Sophia Parafina

Improved Docker Container Integration with Java 10

Docker and Java

Many applications that run in a Java Virtual Machine (JVM), including data services such as Apache Spark and Kafka and traditional enterprise applications, are run in containers. Until recently, running the JVM in a container presented problems with memory and cpu sizing and usage that led to performance loss. This was because Java didn’t recognize that it was running in a container. With the release of Java 10, the JVM now recognizes constraints set by container control groups (cgroups). Both memory and cpu constraints can be used manage Java applications directly in containers, these include:

  • adhering to memory limits set in the container
  • setting available cpus in the container
  • setting cpu constraints in the container

Java 10 improvements are realized in both Docker for Mac or Windows and Docker Enterprise Edition environments.

Container Memory Limits

Until Java 9 the JVM did not recognize memory or cpu limits set by the container using flags. In Java 10, memory limits are automatically recognized and enforced.

Java defines a server class machine as having 2 CPUs and 2GB of memory and the default heap size is ¼ of the physical memory. For example, a Docker Enterprise Edition installation has 2GB of memory and 4 CPUs. Compare the difference between containers running Java 8 and Java 10. First, Java 8:

docker container run -it -m512 --entrypoint bash openjdk:latest

$ docker-java-home/bin/java -XX:+PrintFlagsFinal -version | grep MaxHeapSize
    uintx MaxHeapSize                              := 524288000                          {product}
openjdk version "1.8.0_162"

> _DATA SECTION_
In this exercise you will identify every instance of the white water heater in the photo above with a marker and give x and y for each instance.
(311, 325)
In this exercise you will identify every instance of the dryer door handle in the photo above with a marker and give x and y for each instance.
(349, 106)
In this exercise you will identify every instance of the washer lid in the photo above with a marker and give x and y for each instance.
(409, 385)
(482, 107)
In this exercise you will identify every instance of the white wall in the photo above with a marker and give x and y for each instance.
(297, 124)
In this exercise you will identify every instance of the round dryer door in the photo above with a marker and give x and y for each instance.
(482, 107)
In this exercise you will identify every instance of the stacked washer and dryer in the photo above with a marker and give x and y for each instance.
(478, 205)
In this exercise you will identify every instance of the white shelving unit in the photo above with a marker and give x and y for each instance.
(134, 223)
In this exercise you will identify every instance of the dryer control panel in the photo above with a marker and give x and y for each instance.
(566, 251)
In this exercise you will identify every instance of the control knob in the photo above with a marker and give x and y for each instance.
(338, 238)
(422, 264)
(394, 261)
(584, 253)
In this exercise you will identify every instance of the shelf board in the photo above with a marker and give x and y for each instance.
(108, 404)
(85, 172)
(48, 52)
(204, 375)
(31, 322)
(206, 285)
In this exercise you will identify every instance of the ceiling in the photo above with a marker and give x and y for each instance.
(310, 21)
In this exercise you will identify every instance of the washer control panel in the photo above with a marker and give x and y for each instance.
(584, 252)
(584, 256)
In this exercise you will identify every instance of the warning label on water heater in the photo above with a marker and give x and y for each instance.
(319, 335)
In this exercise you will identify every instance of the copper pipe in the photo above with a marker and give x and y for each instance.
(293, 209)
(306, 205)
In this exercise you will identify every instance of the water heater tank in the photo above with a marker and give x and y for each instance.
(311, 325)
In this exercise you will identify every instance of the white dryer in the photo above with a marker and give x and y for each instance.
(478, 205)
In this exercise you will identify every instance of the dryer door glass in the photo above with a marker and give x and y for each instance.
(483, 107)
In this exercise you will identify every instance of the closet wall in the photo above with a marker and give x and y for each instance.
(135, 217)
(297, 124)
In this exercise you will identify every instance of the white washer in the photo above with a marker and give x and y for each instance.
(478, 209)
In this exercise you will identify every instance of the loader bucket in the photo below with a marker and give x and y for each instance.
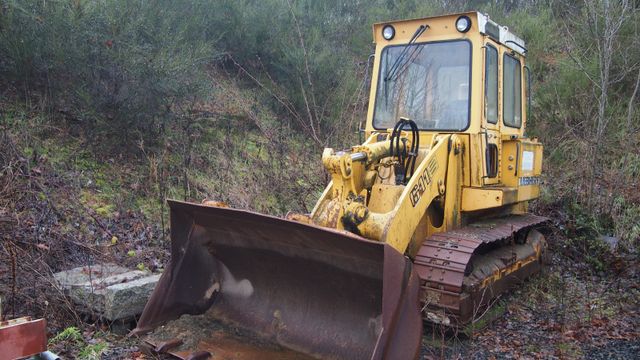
(244, 285)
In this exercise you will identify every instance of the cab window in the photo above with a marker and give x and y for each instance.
(512, 99)
(491, 84)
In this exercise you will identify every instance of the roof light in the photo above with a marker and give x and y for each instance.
(388, 32)
(463, 24)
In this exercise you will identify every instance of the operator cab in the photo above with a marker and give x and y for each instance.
(459, 73)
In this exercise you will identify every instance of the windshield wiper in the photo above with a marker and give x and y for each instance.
(393, 70)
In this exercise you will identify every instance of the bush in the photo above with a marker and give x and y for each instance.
(118, 70)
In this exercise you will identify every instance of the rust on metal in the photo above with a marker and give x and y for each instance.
(199, 355)
(299, 288)
(445, 260)
(167, 345)
(22, 337)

> _WHAT THIS EXERCISE ASKS_
• A. Do these statements agree with the Java 10 container article? Answer yes or no for each, and quote the article's deciding words.
(i) Java defines a server class machine as having 2 CPUs and 2GB of memory.
(ii) The default heap size is half of the physical memory.
(iii) The Java 10 improvements are limited to Docker Enterprise Edition environments.
• B. Can you repeat everything in the Java 10 container article, word for word, from "Docker and Java" down to "Enterprise Edition environments."?
• C. Could you go on with the article on Docker and Java 10 from where it stops?

> _SET OF ANSWERS_
• A.
(i) Yes: "Java defines a server class machine as having 2 CPUs and 2GB of memory"
(ii) No: "the default heap size is ¼ of the physical memory"
(iii) No: "Java 10 improvements are realized in both Docker for Mac or Windows and Docker Enterprise Edition environments."

• B.
Docker and Java

Many applications that run in a Java Virtual Machine (JVM), including data services such as Apache Spark and Kafka and traditional enterprise applications, are run in containers. Until recently, running the JVM in a container presented problems with memory and cpu sizing and usage that led to performance loss. This was because Java didn’t recognize that it was running in a container. With the release of Java 10, the JVM now recognizes constraints set by container control groups (cgroups). Both memory and cpu constraints can be used manage Java applications directly in containers, these include:

  • adhering to memory limits set in the container
  • setting available cpus in the container
  • setting cpu constraints in the container

Java 10 improvements are realized in both Docker for Mac or Windows and Docker Enterprise Edition environments.

• C.
The max heap size is 512M or ¼ of the 2GB set by the Docker EE installation instead of the limit set on the container to 512M. In comparison, running the same commands on Java 10 shows that the memory limit set in the container is fairly close to the expected 128M:

docker container run -it -m512M --entrypoint bash openjdk:10-jdk

$ docker-java-home/bin/java -XX:+PrintFlagsFinal -version | grep MaxHeapSize
   size_t MaxHeapSize                              = 134217728                                {product} {ergonomic}
openjdk version "10" 2018-03-20

Setting Available CPUs

By default, each container’s access to the host machine’s CPU cycles is unlimited. Various constraints can be set to limit a given container’s access to the host machine’s CPU cycles. Java 10 recognizes these limits:

docker container run -it --cpus 2 openjdk:10-jdk
jshell> Runtime.getRuntime().availableProcessors()
$1 ==> 2

All CPUs allocated to Docker EE get the same proportion of CPU cycles. The proportion can be modified by changing the container’s CPU share weighting relative to the weighting of all other running containers. The  proportion will only apply when CPU-intensive processes are running. When tasks in one container are idle, other containers can use the leftover CPU time. The actual amount of CPU time will vary depending on the number of containers running on the system. These can be set in Java 10:

docker container run -it --cpu-shares 2048 openjdk:10-jdk
jshell> Runtime.getRuntime().availableProcessors()
$1 ==> 2

The cpuset constraint sets which CPUs allow execution in Java 10.

docker run -it --cpuset-cpus="1,2,3" openjdk:10-jdk
jshell> Runtime.getRuntime().availableProcessors()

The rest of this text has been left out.